What is needed: Copy the listing lines between the one holding "I need the bounding box for the pale" and the one holding "192,120 -> 383,200", inclusive, renaming "beige" to "tan" and leaving everything else as it is.

::::::

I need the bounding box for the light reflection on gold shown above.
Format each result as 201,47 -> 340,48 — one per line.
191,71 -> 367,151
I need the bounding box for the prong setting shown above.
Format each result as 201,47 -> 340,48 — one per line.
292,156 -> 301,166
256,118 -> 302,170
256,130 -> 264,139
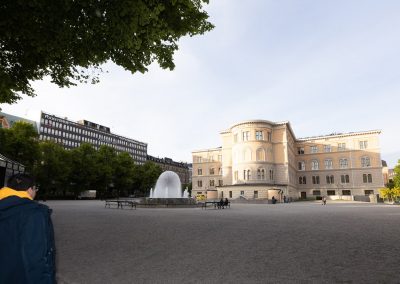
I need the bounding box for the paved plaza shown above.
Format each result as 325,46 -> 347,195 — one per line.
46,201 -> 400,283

::::::

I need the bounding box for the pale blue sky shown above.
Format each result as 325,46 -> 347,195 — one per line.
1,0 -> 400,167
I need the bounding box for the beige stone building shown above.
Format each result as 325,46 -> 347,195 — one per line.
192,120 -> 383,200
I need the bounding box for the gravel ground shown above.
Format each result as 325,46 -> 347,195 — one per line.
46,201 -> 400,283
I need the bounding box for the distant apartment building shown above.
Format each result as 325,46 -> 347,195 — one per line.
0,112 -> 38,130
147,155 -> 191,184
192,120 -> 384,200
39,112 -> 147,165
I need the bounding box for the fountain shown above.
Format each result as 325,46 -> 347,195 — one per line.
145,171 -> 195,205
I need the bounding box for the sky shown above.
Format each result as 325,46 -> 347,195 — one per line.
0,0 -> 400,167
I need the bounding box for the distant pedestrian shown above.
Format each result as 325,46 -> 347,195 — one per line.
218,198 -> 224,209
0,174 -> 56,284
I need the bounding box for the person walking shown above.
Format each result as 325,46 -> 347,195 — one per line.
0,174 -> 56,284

::::::

Worked answer:
I need the bounding box for the pale blue sky shown above.
Format each result as 325,46 -> 347,195 — one per line.
1,0 -> 400,167
I need the bounding box for the tan stone building shown above.
Format each result as 325,46 -> 347,195 — one per line.
192,120 -> 383,200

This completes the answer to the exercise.